__Task__: Please reproduce, word for word, the part of the text below on reading with children from "Also linked to" up to and including "words actually are!".

__Given text__:
The more you expose children to language, explains Linda Phillips, director of the Canadian Centre for Research on Literacy at the University of Alberta in Calgary, the easier reading will come. This means talking, singing, cuddling, playing - any way you can engage your child with words. Philips gives the example of grocery shopping. "Parents do this all the time.. "Oh, we need some oranges, where are the oranges?" And your toddler is looking around, finding the oranges."
The richer the child's vocabulary, the more confident he'll feel about reading. Talk to your child as your walking down the street, eating a meal, shopping....literally everywhere! Use big words to pump up your child's vocabulary and it will pay off later.
Also linked to your child's enthusiasm to read is the fact he sees you reading. When it comes to passing on the habit of reading to your child it's more about exposure than disposition or genetics. Always have loads of books around your home for him to see and use.
Usually a child will pretend to read even before they know what words actually are!
Even babies can feel positive about reading. Although they may not be able to focus on the pictures or understand the words they will relish the soothing tones of the adult that is reading to them. They also love to hold and chew on board books. So go ahead and let them handle and goober all over those books! Simply being around books can turn him into a reader later on in his life.
When your child choses George and Martha for his bedtime story for the 17th time, try not to groan. Hearing stories over and over is critical for memory development. The repetition allows your child to absorb additional information from the story. The day is coming when your child will pretend to read his favourite book, telling you the story in his own words. This means he now understands the process!
Have a daily ritual of reading one (or more) books per day to your child. Make each session an engaging, snuggling and fun time. Trust me, all your reading input will help develop your child into an avid, successful reader farther down the road.

__Information supplied__:
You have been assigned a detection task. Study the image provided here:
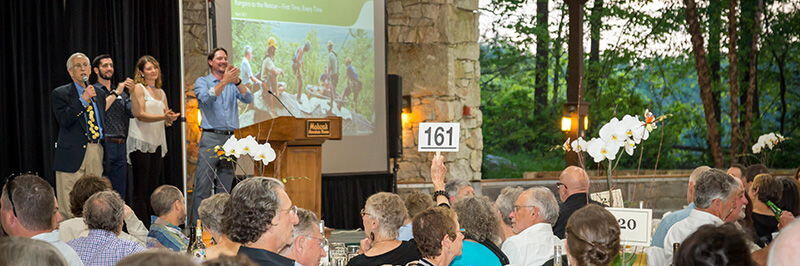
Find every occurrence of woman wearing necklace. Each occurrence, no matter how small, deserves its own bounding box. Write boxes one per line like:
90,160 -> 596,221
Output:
126,55 -> 180,223
347,192 -> 422,266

__Problem solution__:
Also linked to your child's enthusiasm to read is the fact he sees you reading. When it comes to passing on the habit of reading to your child it's more about exposure than disposition or genetics. Always have loads of books around your home for him to see and use.
Usually a child will pretend to read even before they know what words actually are!